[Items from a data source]
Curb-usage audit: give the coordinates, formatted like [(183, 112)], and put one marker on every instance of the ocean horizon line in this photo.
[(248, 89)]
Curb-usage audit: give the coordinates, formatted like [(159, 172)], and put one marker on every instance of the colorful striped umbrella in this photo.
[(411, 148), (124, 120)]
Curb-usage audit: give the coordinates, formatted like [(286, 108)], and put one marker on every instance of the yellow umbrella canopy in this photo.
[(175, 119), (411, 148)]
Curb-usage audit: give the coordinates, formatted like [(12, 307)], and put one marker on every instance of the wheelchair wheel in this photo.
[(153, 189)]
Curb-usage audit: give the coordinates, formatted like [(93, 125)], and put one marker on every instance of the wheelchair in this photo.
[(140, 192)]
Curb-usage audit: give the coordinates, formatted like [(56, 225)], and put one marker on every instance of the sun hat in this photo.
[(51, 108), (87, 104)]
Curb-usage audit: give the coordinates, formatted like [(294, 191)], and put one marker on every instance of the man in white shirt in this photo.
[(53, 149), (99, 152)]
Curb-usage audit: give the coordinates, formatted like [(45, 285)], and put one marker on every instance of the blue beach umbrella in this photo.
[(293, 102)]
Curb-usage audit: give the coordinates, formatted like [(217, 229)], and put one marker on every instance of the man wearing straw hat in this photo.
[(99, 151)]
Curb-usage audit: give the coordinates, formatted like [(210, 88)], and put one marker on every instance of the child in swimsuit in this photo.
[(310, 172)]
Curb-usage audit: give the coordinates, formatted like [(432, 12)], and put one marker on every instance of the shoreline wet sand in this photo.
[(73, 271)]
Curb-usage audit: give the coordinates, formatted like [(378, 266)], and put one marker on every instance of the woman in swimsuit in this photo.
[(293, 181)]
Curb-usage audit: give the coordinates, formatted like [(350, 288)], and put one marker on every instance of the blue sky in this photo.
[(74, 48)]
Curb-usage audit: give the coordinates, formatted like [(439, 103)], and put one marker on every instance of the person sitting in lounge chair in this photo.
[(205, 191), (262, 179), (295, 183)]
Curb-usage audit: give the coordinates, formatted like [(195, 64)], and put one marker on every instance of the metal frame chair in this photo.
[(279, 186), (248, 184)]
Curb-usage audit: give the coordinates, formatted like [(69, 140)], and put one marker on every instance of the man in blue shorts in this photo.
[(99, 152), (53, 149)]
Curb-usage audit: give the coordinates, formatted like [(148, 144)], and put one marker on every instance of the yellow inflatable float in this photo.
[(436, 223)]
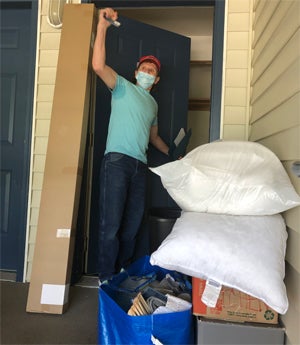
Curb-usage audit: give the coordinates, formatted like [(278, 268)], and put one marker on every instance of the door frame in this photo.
[(22, 241), (218, 42)]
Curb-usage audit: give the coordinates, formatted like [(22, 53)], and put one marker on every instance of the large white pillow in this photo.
[(243, 252), (229, 177)]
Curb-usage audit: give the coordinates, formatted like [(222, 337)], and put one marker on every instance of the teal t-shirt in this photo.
[(133, 112)]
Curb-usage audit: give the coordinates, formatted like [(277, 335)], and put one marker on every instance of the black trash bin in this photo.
[(162, 220)]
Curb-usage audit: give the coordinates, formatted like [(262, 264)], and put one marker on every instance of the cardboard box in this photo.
[(52, 262), (232, 305), (212, 332)]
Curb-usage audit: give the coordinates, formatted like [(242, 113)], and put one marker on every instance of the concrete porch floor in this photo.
[(77, 326)]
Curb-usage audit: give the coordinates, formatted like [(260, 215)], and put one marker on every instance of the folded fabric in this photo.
[(243, 252)]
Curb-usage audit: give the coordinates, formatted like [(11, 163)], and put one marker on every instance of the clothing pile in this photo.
[(165, 296), (147, 294)]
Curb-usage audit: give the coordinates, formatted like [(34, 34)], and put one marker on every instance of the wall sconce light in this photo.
[(55, 12)]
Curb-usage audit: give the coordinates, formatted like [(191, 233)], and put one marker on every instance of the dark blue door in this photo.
[(18, 34), (124, 47)]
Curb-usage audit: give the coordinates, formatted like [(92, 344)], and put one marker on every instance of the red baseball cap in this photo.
[(150, 58)]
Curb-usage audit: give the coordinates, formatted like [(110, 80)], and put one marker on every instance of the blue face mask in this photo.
[(145, 80)]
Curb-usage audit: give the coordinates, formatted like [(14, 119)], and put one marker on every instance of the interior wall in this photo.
[(275, 119)]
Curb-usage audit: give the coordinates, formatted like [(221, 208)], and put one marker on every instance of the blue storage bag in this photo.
[(115, 326)]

# WHAT IS NEEDED
Update every line of the material above by replacing "put one marker" with "place a single marker" and leaving everything else unchanged. Leave the pictures out of your answer.

# OUTPUT FOR THIS EXERCISE
Curb-usage audit: give the coordinates, formatted like [(183, 112)], and place a single marker on every instance of the ocean horizon line in this photo.
[(248, 89)]
Curb-usage audit: give the coordinates, formatted like [(159, 172)], and place a single marker on every instance of the colorful striped umbrella in this photo.
[(411, 148), (124, 120)]
Curb-usage audit: give the coordinates, formatted like [(286, 108)], and place a single marker on every instance of the yellow umbrella canopy in this photo.
[(175, 119), (411, 148)]
Curb-usage audit: give the coordinates, formatted like [(12, 307)], and place a single marker on every instance of the wheelchair wheel in this photo.
[(153, 189)]
Curb-usage audit: give the coordinates, formatted like [(93, 125)], and place a single marker on every instance of the wheelchair in this photo.
[(140, 192)]
Curb-usage audit: give the coordinates, formatted like [(56, 225)], and place a single marker on every instance of the sun hat in this photo.
[(51, 108), (87, 104)]
Curb-usage audit: give the coordinates, formatted like [(294, 191)], and place a single marker on every instance of the man in white shirt in this photo.
[(53, 149), (99, 152)]
Curb-usage audit: give the coordinates, formatted like [(45, 285)], and place a single marker on every instance of the blue beach umbrella in this photo.
[(293, 102)]
Curb-usage audit: give the coordinates, formatted like [(217, 229)], and place a single marker on every instance of the man wearing straw hat in this photo.
[(99, 151)]
Curb-usage audit: give the coordinates, formatted like [(210, 88)], and place a single marker on every instance of the child in swimsuit in this photo.
[(310, 172)]
Curb-usage audit: give the coordinates, formatted like [(432, 12)], and place a single marker on every instance of the shoreline wet sand in this photo.
[(73, 271)]
Curb-usage audit: give the coordinates, formatted like [(378, 266)], and place a single marker on every instance of the woman in swimsuit in this photo.
[(293, 181)]
Curb-usage audit: give the coordinates, formatted like [(350, 288)], and place a single marker on every instance of the blue sky in this photo.
[(74, 48)]
Curb-usage audit: give the coordinates, formatted like [(439, 103)], and place a single marker on every instance of the person sitting in lounge chair in this photo.
[(205, 191), (262, 179), (295, 183)]
Curb-usage audit: give the coordinates, formatted like [(195, 64)], and place a single marker on every instance of the metal frame chair in this photo.
[(279, 186), (248, 184)]
Curb-usage audit: give the coordinates, formatted like [(69, 140)], and place a single marker on every instance of the man in blue shorts in this photo.
[(99, 152), (53, 149)]
Curb-usage audit: give the coordinates, formatted like [(148, 144)], and place a single marker on every instance of the yellow inflatable float in this photo.
[(436, 223)]
Curb-usage audit: give the coordinates, formatted like [(278, 268)], and place a single marker on every instance of the door frame in this photo.
[(22, 241), (218, 42)]
Curb-usage audit: give the coordinates, formatted like [(22, 53)], and place a single marker on every instance of the large white pillow in this photo.
[(243, 252), (229, 177)]
Curb-usage audit: give the coordinates, formatted like [(222, 337)], and place a single marker on every instance of the teal t-shirt in this photo.
[(133, 112)]
Curb-usage audit: give the coordinates, formatted like [(277, 335)], and place a single marker on every instance of the black trash bin in this photo.
[(162, 220)]
Curb-usage audit: give the coordinates, formatted like [(262, 264)], and place a single marker on every instance of the cardboard box in this photo.
[(52, 262), (232, 305), (212, 332)]
Curb-usage audit: give the coordinates, formatted like [(242, 113)], and place a single marker on every instance of the concrete porch floor in this photo.
[(77, 326)]
Curb-usage audit: give the coordinates, formatted like [(260, 215)], and place a single marker on every instance of the folded fabric in this photo.
[(243, 252)]
Curb-usage audit: give the coordinates, formatted like [(11, 163)], and place a single marker on every instance of the clothing pile in this photo.
[(165, 296), (147, 294)]
Curb-usage audit: give the coordinates, formatted like [(34, 34)], and place a single marker on every instance of the wall sconce light in this photo.
[(55, 12)]
Curb-usage audit: give the coordinates, formatted like [(191, 233)], and place a single marker on every instance of the dark blue door in this photo.
[(18, 34), (124, 47)]
Curb-usage audit: give the coordinates, formatted like [(92, 344)], and place a single marker on every instance of the red baseball cap in this photo.
[(150, 58)]
Curb-usage audit: give the coordinates, formatted like [(110, 80)], and place a single marker on every instance of the blue face mask in this photo.
[(145, 80)]
Curb-usage audit: give the coordinates, formatted like [(14, 119)], and place a single marker on every instance of the interior wall in this photo.
[(275, 119)]
Curb-usage audit: give the coordinates, formatted like [(221, 208)], and place a single marker on every instance of the blue storage bag in this photo.
[(115, 326)]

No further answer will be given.